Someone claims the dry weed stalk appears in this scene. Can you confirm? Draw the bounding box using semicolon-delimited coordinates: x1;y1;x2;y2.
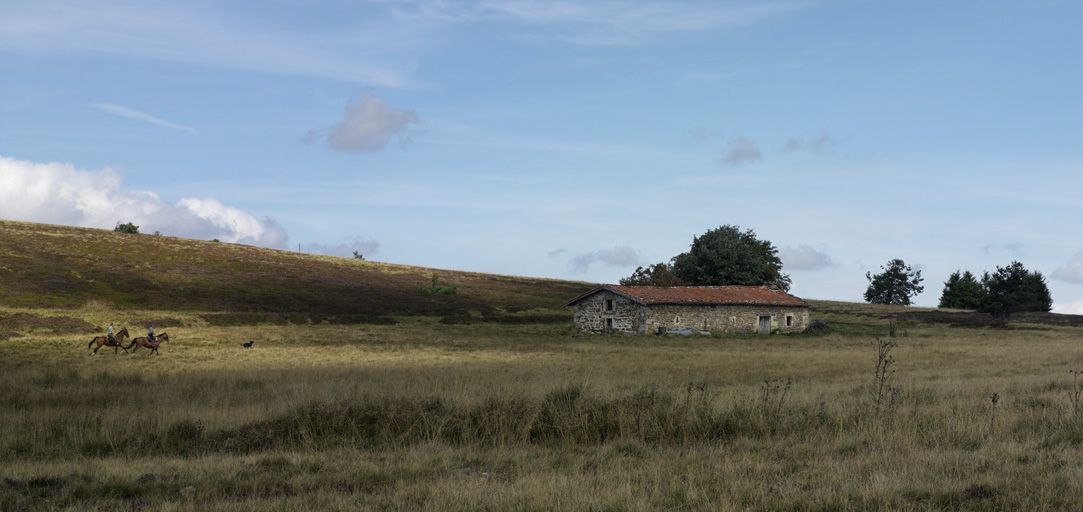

...

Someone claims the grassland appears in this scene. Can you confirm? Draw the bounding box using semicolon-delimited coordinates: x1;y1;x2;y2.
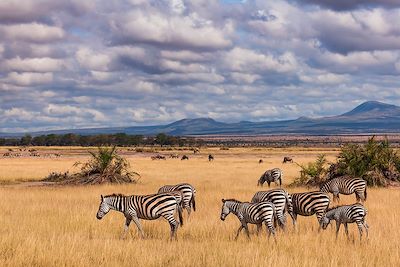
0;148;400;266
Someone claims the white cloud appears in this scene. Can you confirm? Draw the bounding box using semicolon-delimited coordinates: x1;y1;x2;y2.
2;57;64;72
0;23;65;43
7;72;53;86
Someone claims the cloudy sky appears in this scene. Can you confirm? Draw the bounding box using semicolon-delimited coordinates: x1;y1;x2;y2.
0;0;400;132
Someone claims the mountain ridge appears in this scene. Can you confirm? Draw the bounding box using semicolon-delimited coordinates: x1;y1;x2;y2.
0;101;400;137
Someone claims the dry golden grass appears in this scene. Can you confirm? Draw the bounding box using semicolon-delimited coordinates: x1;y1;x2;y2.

Your goal | Can you convert everything from the line containing "Someone claims the cloudy" down to and including the line containing "Someone claims the dry golden" into a numbered list, leaving out any blank lines?

Written reply |
1. Someone claims the cloudy sky appears in this scene. Can you confirm? Draw the bounding box using semicolon-delimited coordinates: x1;y1;x2;y2.
2. 0;0;400;132
3. Someone claims the mountain ridge appears in this scene. Can you confirm? Draw the bounding box using semicolon-delimited coordinates: x1;y1;x2;y2.
4. 0;101;400;137
5. Someone claims the dry golden grass appears in this scene. Can you confirm? Draw the bounding box using semicolon-delimited coordinates: x1;y1;x2;y2.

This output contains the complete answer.